Provided passage -
%%
Dáil debates

Tuesday, 3 November 2020

Saincheisteanna Tráthúla - Topical Issue Debate

One-Parent Family Payment

11:15 pm

Photo of Eoin Ó BroinEoin Ó Broin (Dublin Mid West, Sinn Fein) | Oireachtas source

I look forward to the Minister being as positive in response to my query as she was to the previous one.

I thank her for taking time out of a long and busy day to be here so late to deal with this issue. I will start by introducing her to a woman I know. Her name is Kirsty. She has been a foster parent for more than 13 years. She, and her then partner, started fostering, and they were a regular family, with employment and a home. As with many people, however, life intervened and Kirsty is now a single parent. In those 13 years, she has fostered more than ten children. Her eldest, who is 15-years old this year, has been with her since the child was a young baby. Kirsty has, however, also fostered children for shorter periods, emergency stays and mid-length stays. In doing that, she has made an enormous contribution to the lives of children who, for a variety of reasons, may not have had the opportunities to succeed in and flourish in life as they now do. She has also made an enormous contribution to the State because otherwise those children would have ended up in State care at a much greater cost to the taxpayers. The nature of some of our State care facilities also means that experience would have been at a much greater cost to the children themselves.

By all accounts, Kirsty is an exceptional mother, absolutely dedicated to the children she loves, rears and cares for. The problem, however, is that she is a single parent. From what I can see, she is in the only category of single parents not eligible under the existing legislation for either the one-parent family payment, OFP, or transitional jobseeker's allowance. That creates an enormous anomaly. A payment does come from Tusla to cover the specific costs of the child. It is a non-means tested payment, paid to all foster parents regardless of income.

Kirsty now finds herself out of work, however. Tusla wants her to continue to foster children, and during the Covid-19 pandemic, it even wanted her to take on additional fostering responsibilities because the organisation was trying to alleviate some of the pressure in care homes. At the same time, though, officials in the Department of Social Protection are doing their job. Kirsty is eligible for a jobseeker's payment and, therefore, the officials want her to apply for employment, engage with Seetec and do a range of things not compatible with a single parent to do under that payment.
%%
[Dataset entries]
%%
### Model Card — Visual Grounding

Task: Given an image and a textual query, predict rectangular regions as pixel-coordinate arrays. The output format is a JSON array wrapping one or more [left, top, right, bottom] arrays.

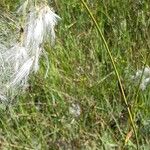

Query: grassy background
[[0, 0, 150, 150]]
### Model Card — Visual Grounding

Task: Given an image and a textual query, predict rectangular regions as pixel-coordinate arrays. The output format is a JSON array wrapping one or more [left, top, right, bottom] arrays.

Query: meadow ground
[[0, 0, 150, 150]]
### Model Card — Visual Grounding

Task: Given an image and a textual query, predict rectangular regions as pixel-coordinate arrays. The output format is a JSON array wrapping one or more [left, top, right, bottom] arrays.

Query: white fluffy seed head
[[0, 3, 60, 100]]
%%
Exercise requirements - Please pull out, word for word, the part of the debate transcript starting with "By all accounts, Kirsty" and going on through "regardless of income.".

Answer below -
By all accounts, Kirsty is an exceptional mother, absolutely dedicated to the children she loves, rears and cares for. The problem, however, is that she is a single parent. From what I can see, she is in the only category of single parents not eligible under the existing legislation for either the one-parent family payment, OFP, or transitional jobseeker's allowance. That creates an enormous anomaly. A payment does come from Tusla to cover the specific costs of the child. It is a non-means tested payment, paid to all foster parents regardless of income.